***** EXCERPT TO READ *****
The fictitious life of Jesus Christ 276

Our post today –  Easter Sunday, 2012 –  is the next in our series of essays on the invention and early history of Christianity, following A man named Jesus or something like that (September 23, 2011); The invention of Christianity (October 28, 2011); Tread on me: the making of Christian morality (December 22, 2011); St.Paul: portrait of a sick genius (January 7, 2012); Pauline Christianity: a mystical salad (February 26, 2012).

This essay is about the gospels. Christians often say that atheists don’t know much about Christianity and don’t read the bible. In our case they are wrong.


 The gospel stories of Jesus’s life – almost everything they tell about the man whom St. Paul deified except the manner of his death – are fictions of laughable transparency.

All religions need their myths, usually set in a distant past. The gospel-writers had to invent historical facts of their own era. In other words, to spin tendentious lies, addressed to gullibility and ignorance, around events within living memory.

Their stories had to achieve three main ends: to prove that Jesus was the prophesied Messiah; to establish that he was the divine Son of God; and to shift the blame for his execution from the Romans to the Jews.
*****
GOAL A:
Can you give the essay again starting at "Our post today" and ending at "of laughable transparency.", changing "atheists" to "skeptics"?
***** INPUT RECORDS *****
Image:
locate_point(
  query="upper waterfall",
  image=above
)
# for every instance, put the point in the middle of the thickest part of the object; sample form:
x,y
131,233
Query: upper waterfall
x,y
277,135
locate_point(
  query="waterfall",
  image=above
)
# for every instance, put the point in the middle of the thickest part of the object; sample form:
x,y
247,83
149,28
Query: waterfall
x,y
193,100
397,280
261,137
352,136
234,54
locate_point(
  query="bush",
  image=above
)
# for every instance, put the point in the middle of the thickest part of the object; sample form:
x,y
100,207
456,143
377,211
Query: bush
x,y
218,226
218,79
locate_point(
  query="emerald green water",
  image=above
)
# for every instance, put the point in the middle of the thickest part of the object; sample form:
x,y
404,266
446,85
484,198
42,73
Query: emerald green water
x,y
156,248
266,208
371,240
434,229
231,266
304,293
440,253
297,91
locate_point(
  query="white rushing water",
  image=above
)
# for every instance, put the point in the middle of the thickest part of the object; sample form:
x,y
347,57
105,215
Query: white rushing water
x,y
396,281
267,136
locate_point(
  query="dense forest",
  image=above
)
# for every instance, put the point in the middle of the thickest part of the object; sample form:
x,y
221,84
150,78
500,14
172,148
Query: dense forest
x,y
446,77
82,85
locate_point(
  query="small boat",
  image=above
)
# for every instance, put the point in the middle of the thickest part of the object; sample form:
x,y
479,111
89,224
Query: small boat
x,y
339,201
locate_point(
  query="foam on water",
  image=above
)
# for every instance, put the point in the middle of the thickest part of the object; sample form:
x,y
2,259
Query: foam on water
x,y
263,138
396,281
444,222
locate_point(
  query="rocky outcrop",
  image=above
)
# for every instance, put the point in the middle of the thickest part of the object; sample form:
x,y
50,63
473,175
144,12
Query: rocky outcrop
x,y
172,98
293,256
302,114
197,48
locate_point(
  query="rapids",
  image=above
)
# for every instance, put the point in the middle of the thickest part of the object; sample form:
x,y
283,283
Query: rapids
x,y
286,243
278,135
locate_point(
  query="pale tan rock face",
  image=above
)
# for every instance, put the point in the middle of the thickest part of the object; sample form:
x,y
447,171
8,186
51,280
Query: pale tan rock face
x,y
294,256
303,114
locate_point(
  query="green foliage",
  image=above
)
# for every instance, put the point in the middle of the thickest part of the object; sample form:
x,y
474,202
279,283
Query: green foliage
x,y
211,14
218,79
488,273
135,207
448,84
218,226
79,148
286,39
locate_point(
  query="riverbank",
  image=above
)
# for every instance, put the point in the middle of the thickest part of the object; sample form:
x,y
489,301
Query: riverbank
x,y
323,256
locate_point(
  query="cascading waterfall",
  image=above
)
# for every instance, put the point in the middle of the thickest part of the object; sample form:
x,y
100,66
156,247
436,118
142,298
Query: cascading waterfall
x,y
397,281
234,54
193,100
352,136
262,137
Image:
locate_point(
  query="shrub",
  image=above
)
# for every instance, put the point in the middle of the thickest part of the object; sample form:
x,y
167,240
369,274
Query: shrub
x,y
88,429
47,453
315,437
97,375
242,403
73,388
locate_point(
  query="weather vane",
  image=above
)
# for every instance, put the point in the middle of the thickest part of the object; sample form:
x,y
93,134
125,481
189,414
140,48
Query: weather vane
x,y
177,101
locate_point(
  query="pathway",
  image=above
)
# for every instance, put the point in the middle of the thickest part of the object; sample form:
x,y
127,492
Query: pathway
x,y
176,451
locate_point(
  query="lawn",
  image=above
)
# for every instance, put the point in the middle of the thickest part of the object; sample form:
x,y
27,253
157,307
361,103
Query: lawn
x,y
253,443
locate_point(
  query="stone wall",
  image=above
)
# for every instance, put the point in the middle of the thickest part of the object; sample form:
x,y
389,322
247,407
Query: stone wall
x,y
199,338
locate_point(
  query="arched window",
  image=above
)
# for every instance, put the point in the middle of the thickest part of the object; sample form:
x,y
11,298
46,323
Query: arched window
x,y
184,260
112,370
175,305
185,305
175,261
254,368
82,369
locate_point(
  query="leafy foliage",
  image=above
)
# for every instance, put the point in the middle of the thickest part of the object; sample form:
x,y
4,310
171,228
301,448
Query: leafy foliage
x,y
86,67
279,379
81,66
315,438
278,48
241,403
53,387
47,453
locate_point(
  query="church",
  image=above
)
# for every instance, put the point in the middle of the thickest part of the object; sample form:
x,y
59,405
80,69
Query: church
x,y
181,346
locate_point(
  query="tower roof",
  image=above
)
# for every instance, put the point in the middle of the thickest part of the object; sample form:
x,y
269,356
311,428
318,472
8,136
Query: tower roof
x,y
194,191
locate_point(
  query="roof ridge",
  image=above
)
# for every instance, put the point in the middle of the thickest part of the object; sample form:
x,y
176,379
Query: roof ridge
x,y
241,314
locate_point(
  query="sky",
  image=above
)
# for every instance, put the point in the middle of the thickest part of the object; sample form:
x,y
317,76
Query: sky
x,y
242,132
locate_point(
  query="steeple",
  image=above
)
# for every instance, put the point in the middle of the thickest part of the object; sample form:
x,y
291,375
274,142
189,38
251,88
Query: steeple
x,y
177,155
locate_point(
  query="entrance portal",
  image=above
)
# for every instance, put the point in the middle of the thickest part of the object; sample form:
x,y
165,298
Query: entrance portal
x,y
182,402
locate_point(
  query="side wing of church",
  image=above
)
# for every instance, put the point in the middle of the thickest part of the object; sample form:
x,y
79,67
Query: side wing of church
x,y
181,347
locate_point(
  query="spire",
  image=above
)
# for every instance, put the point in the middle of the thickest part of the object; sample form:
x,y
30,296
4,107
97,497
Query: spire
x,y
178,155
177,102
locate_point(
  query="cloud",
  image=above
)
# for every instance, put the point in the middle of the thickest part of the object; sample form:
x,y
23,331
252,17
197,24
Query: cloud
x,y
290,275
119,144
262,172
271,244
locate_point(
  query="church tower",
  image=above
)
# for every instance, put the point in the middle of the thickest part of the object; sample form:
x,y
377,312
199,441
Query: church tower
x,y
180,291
*****
GOAL B:
Which lines of the entries contain the string "leafy" with matching case? Show each of them.

COMPLETE RESPONSE A:
Our post today –  Easter Sunday, 2012 –  is the next in our series of essays on the invention and early history of Christianity, following A man named Jesus or something like that (September 23, 2011); The invention of Christianity (October 28, 2011); Tread on me: the making of Christian morality (December 22, 2011); St.Paul: portrait of a sick genius (January 7, 2012); Pauline Christianity: a mystical salad (February 26, 2012).

This essay is about the gospels. Christians often say that skeptics don’t know much about Christianity and don’t read the bible. In our case they are wrong.


 The gospel stories of Jesus’s life – almost everything they tell about the man whom St. Paul deified except the manner of his death – are fictions of laughable transparency.

COMPLETE RESPONSE B:
  query="leafy foliage",
Query: leafy foliage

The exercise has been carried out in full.